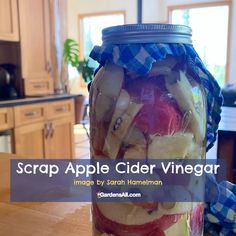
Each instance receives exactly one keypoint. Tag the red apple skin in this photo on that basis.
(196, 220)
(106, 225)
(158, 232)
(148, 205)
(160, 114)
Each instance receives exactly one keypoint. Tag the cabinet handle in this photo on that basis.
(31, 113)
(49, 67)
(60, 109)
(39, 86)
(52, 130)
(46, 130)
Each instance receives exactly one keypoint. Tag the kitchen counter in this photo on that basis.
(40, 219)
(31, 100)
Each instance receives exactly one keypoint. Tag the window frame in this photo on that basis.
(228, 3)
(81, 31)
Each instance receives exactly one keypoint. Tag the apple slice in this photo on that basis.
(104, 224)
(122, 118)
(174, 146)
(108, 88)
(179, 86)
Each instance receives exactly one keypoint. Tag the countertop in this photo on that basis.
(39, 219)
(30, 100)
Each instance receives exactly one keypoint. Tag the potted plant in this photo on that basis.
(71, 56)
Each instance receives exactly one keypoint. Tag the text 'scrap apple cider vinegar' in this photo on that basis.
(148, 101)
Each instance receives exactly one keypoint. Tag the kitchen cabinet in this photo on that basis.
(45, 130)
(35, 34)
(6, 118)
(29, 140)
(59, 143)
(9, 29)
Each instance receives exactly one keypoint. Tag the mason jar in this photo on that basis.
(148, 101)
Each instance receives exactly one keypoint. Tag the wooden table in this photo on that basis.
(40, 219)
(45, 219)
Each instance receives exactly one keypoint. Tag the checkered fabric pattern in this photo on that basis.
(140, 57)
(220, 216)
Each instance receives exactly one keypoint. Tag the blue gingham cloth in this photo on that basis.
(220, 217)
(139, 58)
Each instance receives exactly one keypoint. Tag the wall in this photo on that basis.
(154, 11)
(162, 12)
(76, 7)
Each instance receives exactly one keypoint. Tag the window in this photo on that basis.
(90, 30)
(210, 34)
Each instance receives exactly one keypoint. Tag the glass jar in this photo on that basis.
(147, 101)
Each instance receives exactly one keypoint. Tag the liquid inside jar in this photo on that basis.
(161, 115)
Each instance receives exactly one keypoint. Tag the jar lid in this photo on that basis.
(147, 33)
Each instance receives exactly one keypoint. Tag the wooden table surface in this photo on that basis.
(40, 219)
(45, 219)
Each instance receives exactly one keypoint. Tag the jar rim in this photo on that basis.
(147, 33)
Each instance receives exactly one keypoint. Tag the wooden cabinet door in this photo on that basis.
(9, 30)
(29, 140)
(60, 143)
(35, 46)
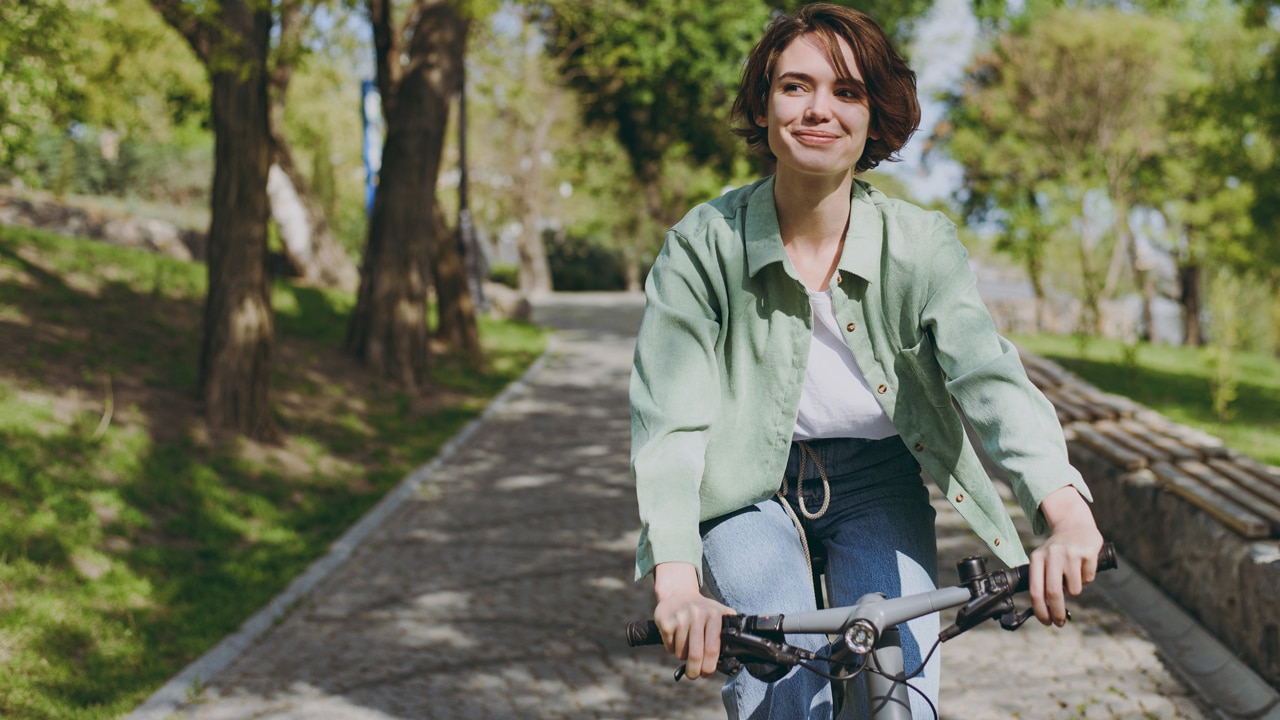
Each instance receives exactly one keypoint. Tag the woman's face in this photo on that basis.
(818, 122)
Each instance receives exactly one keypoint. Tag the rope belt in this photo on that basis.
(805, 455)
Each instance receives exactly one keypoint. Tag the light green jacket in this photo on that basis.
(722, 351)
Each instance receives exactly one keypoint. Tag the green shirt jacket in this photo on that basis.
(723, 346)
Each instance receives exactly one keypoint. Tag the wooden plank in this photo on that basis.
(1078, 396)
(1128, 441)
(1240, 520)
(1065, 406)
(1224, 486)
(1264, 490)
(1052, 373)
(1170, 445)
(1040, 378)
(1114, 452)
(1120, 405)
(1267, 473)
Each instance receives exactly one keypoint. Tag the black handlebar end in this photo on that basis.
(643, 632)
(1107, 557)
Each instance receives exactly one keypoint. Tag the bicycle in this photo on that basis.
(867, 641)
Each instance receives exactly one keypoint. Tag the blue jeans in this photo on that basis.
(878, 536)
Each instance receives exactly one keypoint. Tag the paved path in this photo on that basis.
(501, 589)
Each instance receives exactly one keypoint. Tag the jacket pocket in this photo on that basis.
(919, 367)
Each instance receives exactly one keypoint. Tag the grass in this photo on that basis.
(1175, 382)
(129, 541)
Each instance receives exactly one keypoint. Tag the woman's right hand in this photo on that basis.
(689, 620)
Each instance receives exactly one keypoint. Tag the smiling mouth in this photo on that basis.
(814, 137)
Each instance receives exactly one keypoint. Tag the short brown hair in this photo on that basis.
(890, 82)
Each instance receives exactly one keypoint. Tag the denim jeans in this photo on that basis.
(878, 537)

---*---

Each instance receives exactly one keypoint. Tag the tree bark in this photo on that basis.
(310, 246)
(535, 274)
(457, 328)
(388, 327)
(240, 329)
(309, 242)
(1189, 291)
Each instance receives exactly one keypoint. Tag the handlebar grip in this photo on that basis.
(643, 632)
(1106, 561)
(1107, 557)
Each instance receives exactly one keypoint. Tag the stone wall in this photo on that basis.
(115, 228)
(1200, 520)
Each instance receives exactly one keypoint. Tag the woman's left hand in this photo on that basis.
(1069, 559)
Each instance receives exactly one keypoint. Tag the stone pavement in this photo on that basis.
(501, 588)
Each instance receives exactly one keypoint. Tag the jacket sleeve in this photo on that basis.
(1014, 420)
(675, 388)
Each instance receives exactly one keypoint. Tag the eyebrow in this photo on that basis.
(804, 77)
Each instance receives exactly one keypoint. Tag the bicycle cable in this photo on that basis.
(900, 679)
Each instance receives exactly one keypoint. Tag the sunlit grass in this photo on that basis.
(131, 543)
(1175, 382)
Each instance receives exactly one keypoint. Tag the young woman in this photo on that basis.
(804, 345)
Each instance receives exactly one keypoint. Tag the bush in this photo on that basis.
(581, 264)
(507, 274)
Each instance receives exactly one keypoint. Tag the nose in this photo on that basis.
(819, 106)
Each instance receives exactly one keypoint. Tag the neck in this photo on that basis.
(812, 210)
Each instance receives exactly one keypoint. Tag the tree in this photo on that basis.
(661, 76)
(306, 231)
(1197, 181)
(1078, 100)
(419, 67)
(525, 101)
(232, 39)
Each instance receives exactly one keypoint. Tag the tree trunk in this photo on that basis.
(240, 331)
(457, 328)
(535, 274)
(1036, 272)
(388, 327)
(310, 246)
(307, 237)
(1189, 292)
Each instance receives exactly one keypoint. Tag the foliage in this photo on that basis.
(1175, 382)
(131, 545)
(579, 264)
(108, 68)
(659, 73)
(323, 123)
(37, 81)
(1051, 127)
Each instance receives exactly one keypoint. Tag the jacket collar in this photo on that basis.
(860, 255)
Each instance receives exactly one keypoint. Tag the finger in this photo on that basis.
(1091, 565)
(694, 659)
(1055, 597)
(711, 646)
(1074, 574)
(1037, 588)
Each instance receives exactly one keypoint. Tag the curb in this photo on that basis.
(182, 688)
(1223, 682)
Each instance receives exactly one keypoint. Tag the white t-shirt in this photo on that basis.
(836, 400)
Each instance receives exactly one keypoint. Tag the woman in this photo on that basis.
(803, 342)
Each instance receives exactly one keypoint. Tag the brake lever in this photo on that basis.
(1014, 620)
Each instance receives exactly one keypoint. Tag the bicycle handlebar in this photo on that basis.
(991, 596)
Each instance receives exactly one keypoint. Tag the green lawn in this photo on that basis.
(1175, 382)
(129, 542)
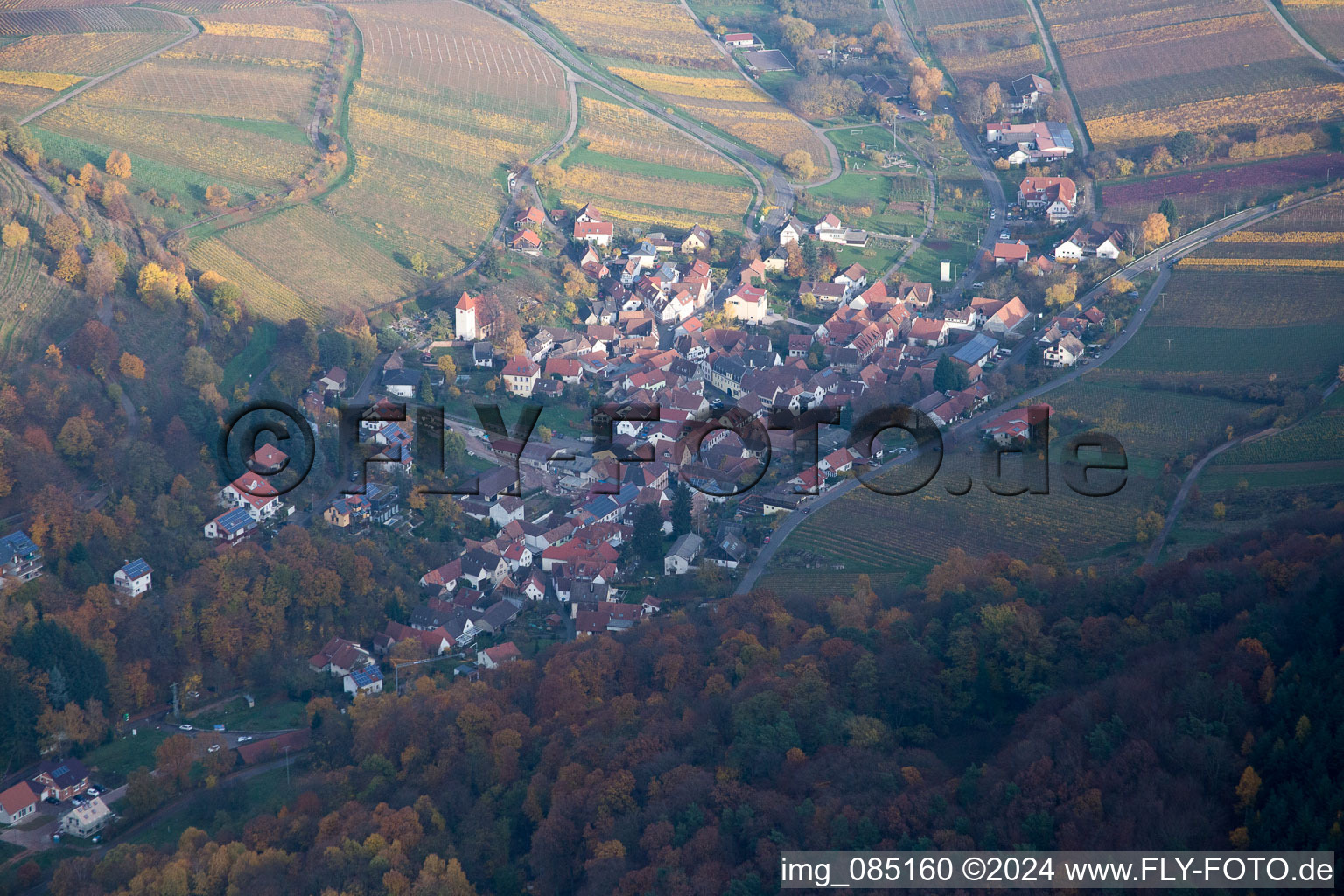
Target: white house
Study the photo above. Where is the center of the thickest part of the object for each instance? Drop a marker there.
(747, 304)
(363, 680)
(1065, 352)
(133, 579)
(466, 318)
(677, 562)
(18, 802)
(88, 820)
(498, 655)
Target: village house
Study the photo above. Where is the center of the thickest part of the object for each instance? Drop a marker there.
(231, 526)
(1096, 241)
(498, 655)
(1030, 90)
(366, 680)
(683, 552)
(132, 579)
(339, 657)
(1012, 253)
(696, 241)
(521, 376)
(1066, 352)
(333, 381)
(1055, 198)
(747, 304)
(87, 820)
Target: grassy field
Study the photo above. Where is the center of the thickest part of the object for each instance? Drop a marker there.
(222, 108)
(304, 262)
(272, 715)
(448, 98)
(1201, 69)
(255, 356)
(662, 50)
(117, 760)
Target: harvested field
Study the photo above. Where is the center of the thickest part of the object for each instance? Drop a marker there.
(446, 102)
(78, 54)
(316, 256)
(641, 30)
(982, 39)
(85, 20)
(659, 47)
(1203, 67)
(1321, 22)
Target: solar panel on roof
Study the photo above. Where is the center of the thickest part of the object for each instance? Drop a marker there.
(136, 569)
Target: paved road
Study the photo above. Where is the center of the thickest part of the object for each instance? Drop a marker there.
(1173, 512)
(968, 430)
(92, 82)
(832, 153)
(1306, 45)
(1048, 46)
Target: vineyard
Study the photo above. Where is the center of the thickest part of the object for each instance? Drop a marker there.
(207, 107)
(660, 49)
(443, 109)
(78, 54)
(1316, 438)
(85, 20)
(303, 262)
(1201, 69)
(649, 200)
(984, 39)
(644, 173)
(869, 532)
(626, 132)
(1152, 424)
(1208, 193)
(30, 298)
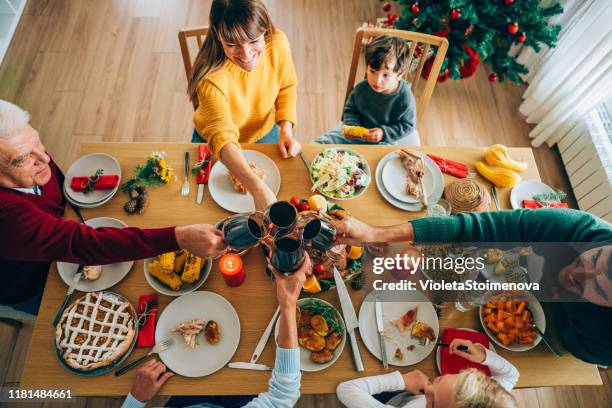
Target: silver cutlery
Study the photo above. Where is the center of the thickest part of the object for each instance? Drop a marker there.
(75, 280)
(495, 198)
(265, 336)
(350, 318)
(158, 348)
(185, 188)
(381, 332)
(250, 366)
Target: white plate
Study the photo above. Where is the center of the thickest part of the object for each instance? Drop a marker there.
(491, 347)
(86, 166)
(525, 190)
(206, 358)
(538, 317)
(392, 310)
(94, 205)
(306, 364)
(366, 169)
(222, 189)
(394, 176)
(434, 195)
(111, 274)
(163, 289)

---*---

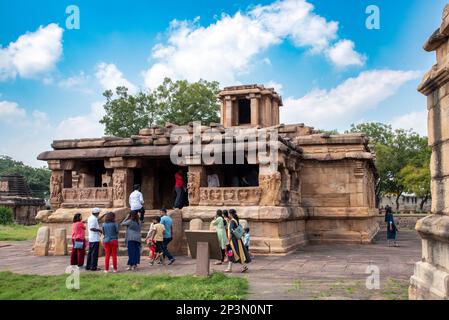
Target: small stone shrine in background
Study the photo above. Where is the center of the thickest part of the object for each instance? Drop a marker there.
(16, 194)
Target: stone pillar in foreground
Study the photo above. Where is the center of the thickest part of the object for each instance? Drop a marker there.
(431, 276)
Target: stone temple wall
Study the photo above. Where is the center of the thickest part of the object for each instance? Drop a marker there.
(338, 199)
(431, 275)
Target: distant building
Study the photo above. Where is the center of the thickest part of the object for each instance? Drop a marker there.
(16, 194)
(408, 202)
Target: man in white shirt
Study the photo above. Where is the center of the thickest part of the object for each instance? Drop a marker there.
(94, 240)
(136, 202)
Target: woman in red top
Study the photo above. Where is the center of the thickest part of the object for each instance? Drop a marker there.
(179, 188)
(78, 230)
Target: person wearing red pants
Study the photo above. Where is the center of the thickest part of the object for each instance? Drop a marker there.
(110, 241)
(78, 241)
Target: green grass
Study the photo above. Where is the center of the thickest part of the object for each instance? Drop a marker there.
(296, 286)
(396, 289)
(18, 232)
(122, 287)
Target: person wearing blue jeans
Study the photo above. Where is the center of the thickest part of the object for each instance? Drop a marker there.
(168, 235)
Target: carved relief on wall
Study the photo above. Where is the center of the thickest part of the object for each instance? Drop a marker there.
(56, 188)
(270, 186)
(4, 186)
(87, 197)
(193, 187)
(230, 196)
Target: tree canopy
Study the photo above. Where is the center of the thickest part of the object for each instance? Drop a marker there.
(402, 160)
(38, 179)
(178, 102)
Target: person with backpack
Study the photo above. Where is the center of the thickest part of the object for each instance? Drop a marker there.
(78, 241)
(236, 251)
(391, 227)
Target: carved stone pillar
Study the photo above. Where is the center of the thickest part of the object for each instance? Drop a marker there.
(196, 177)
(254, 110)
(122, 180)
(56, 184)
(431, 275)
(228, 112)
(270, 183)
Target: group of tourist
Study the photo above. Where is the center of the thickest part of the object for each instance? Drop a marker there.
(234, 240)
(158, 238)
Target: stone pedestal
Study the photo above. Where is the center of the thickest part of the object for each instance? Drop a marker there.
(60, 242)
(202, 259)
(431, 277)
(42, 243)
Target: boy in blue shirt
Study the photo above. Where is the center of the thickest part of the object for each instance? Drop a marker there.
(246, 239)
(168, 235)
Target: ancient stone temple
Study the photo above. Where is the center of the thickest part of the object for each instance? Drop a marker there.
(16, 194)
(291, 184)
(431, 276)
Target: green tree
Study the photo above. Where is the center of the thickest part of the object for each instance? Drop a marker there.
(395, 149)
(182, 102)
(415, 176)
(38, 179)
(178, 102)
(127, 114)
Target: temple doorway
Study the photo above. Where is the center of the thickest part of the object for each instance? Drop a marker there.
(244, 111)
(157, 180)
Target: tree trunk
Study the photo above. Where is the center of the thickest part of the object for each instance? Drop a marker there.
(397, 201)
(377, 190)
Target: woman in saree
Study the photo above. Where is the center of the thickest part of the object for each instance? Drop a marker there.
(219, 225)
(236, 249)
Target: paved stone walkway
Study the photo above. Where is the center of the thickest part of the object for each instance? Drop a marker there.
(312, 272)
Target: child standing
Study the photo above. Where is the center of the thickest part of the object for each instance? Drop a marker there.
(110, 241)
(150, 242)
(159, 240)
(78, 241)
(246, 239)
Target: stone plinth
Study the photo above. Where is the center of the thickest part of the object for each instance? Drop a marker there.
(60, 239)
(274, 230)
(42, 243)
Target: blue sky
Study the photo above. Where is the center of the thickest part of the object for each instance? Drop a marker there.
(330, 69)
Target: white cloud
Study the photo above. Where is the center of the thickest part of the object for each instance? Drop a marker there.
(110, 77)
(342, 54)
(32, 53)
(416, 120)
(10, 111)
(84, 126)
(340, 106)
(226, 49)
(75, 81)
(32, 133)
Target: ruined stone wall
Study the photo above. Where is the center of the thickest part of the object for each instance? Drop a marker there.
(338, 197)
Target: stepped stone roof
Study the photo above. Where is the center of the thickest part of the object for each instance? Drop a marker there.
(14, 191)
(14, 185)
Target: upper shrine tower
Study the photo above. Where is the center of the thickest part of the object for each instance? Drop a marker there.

---*---

**Your goal**
A single number is the whole answer: how many lines in the listing contain "carved"?

**Output**
2